Mike and Marilyn tried to stay together, but they fell out of love with each other not long after the news broke. Regrettably, by that time it was too late: Fritz and Susanne remained in love and wanted to stay together. 

The situation had an adverse effect on Kekich’s pitching. In five appearances with the Yankees in 1973, he went 1-1 with a 9.20 ERA. In June he was traded to Cleveland.

Peterson, meanwhile, remained with the Yankees for the rest of the season, but he, too, was rattled by the backlash and the loss of his friend. He finished with his first losing record in six seasons, 8-15, with his highest ERA to that point, 3.95. The next year he was also dealt to the Indians, though by that time Kekich had already left the team.

Peterson and Kekich in the years since

Peterson retired from baseball in 1977. He fought cancer twice and won, though now he is dealing with Alzheimer’s Disease. He has found religion and has written books about the Yankees.

He and Susanne remain happily married, according to a 2017 interview with The Palm Beach Post:
“I could not be happier with anybody in the world. ‘Mama’ and I go out and party every night,” he said. “We’re still on the honeymoon, and it has been a real blessing.”

■ **Exercise directions**:
In the text about Peterson and Kekich, what year did Peterson retire from baseball?

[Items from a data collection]

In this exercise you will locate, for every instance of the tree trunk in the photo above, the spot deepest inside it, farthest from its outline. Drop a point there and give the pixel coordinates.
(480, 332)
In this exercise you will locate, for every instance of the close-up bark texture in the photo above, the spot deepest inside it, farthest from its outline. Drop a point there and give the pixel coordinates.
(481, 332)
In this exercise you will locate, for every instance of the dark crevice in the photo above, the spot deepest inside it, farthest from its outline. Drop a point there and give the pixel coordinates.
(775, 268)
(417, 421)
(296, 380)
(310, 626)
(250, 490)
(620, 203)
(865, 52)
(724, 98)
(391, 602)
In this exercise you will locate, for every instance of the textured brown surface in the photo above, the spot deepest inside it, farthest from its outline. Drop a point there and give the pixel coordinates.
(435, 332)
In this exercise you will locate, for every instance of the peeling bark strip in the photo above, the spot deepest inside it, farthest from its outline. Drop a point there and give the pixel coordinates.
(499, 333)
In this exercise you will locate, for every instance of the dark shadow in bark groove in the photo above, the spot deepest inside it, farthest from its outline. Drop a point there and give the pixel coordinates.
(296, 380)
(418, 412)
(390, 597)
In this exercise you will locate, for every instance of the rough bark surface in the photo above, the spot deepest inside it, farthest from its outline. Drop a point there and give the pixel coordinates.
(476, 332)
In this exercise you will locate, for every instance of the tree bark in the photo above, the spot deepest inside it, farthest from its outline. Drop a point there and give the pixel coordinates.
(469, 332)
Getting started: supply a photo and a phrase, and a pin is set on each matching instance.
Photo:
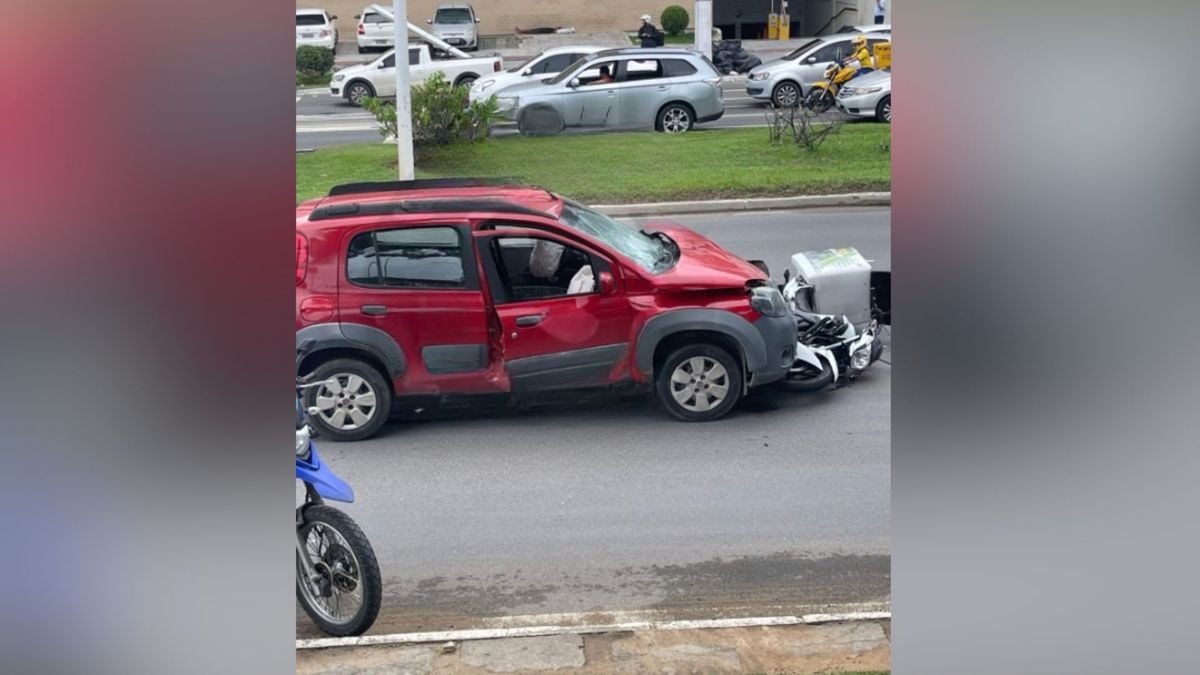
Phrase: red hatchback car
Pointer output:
(439, 287)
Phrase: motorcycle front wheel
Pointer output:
(819, 100)
(805, 377)
(343, 599)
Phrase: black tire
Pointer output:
(367, 569)
(819, 100)
(666, 387)
(883, 109)
(342, 370)
(786, 95)
(676, 118)
(808, 380)
(540, 121)
(358, 90)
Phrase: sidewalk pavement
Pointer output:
(858, 646)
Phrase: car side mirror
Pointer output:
(607, 284)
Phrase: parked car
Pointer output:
(433, 288)
(543, 66)
(316, 28)
(376, 31)
(868, 96)
(665, 89)
(455, 24)
(378, 78)
(786, 81)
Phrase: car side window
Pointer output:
(678, 67)
(637, 71)
(533, 268)
(417, 257)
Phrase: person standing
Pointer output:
(648, 34)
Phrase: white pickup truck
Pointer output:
(378, 78)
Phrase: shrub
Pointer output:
(675, 19)
(441, 114)
(313, 60)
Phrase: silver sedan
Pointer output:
(669, 90)
(868, 96)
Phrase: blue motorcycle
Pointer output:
(337, 575)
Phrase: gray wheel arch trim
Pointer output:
(355, 336)
(718, 321)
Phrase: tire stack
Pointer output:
(729, 57)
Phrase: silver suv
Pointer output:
(669, 90)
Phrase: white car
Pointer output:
(455, 24)
(378, 78)
(375, 30)
(316, 28)
(543, 66)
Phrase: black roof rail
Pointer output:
(445, 205)
(421, 184)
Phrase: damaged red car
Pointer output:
(461, 287)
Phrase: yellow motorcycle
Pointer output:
(822, 94)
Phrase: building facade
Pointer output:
(736, 18)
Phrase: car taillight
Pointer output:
(301, 257)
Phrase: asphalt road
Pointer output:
(323, 121)
(606, 503)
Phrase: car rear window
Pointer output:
(419, 257)
(678, 67)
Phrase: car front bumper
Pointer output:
(779, 336)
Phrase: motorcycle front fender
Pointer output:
(323, 479)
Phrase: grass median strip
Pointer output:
(616, 168)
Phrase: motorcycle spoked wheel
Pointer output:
(804, 377)
(349, 591)
(819, 100)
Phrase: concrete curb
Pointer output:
(582, 629)
(753, 204)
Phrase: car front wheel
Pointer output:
(700, 382)
(352, 401)
(358, 91)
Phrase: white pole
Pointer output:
(705, 28)
(403, 96)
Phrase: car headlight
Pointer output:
(768, 300)
(304, 437)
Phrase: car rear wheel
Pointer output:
(786, 95)
(676, 118)
(540, 121)
(700, 382)
(357, 91)
(883, 109)
(353, 404)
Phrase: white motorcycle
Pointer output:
(839, 304)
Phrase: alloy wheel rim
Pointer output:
(700, 384)
(341, 574)
(346, 401)
(676, 120)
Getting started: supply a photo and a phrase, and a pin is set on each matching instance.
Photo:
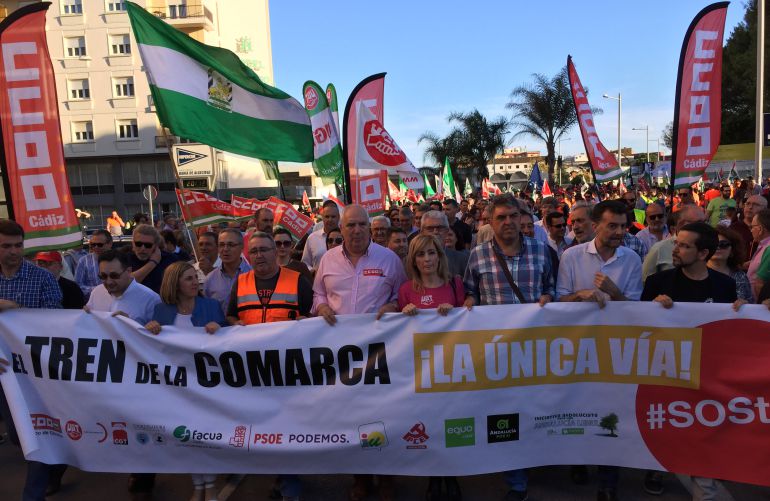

■ **Result of this exercise**:
1977